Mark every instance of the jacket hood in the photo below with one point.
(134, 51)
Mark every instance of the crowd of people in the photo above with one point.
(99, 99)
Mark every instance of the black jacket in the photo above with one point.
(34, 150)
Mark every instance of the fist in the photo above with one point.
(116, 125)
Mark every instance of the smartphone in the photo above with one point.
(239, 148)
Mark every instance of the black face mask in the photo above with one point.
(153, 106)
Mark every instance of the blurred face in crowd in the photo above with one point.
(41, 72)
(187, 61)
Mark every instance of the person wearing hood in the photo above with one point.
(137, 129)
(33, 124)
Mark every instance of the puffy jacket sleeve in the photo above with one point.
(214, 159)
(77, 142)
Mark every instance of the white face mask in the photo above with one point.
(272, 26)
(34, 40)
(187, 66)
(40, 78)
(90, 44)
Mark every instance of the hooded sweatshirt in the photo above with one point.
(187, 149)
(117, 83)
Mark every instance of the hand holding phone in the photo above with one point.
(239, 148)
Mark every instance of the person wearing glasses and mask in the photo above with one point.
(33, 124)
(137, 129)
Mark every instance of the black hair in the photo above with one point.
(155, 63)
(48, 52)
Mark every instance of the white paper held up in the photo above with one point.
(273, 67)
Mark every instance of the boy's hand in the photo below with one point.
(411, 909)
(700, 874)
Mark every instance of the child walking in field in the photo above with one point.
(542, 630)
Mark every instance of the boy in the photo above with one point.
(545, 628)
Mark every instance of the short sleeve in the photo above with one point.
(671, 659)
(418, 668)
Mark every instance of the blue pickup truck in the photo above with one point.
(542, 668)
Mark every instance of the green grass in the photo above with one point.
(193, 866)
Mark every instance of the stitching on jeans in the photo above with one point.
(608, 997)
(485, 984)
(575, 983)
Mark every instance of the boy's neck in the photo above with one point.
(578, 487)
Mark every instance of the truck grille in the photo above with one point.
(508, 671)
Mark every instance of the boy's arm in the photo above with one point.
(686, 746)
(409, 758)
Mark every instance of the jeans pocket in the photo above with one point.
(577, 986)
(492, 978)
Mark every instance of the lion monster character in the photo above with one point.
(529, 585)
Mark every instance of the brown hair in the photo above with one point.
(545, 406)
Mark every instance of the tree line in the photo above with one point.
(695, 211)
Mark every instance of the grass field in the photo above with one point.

◇ ◇ ◇ ◇

• _Activity_:
In full and without changes, repeat the listing.

• _Exercise answer_:
Mark every instance of the jacket hood in the photo below with one point.
(134, 51)
Mark every instance of the crowd of people in the photo above with one point.
(99, 99)
Mark every instance of the black jacket in the photo above with one point.
(34, 150)
Mark every instance of the fist in the photo above with one point.
(116, 125)
Mark every instance of the smartphone in the photo above with one point.
(239, 148)
Mark every instance of the black face mask in the photo above with one point.
(153, 106)
Mark every instance of the blurred face in crowd in the photo above with one point.
(41, 72)
(187, 61)
Mark every instance of the person wearing hood in the photo above with one point.
(137, 129)
(33, 124)
Mark every instance of the puffy jacket sleeve in the photo above with one point.
(214, 159)
(77, 142)
Mark every instance of the white face mask in the photo above with one point.
(272, 26)
(34, 40)
(187, 66)
(40, 78)
(90, 44)
Mark every instance of the hooded sweatshirt in the photo above with one point.
(187, 149)
(117, 83)
Mark every instance of the hand holding phone in the photo above with one point.
(239, 148)
Mark every instance of the person wearing glasses and mask in the photo above with one point.
(33, 124)
(137, 129)
Mark every instance of the black hair in the photo above with one point.
(155, 63)
(48, 52)
Mark every instance of the white paper held up in the photo above with one point.
(273, 67)
Mark every instance of the boy's hand in the photo below with one point.
(411, 909)
(700, 874)
Mark every instance of the child walking in field in the photo above with one point.
(542, 630)
Mark every instance of the boy in the photo above with one point.
(545, 628)
Mark every instance of the short sleeve in the photo above with one point.
(671, 659)
(418, 668)
Mark every instance of the blue pickup truck in the photo above with one point.
(542, 668)
Mark every instance of the green grass in the photo above with one point.
(193, 866)
Mark every instance of the stitching on jeans in the photo above with one point.
(608, 997)
(485, 984)
(575, 983)
Mark every instance of the boy's neck in the photo above with one point.
(578, 487)
Mark every instance of the truck grille in the photo above with one point.
(508, 671)
Mark every instance of the boy's arm in the photo above with one point.
(686, 746)
(409, 758)
Mark every instance of the jeans pocket in the photo above with one point.
(577, 986)
(492, 978)
Mark every instance of the lion monster character in the photo above with one point.
(529, 585)
Mark every instance of the brown hair in the photo above with one point.
(545, 406)
Mark every instance of the tree line in the photo above with one point.
(695, 211)
Mark every instance of the grass field in the photo above with one point.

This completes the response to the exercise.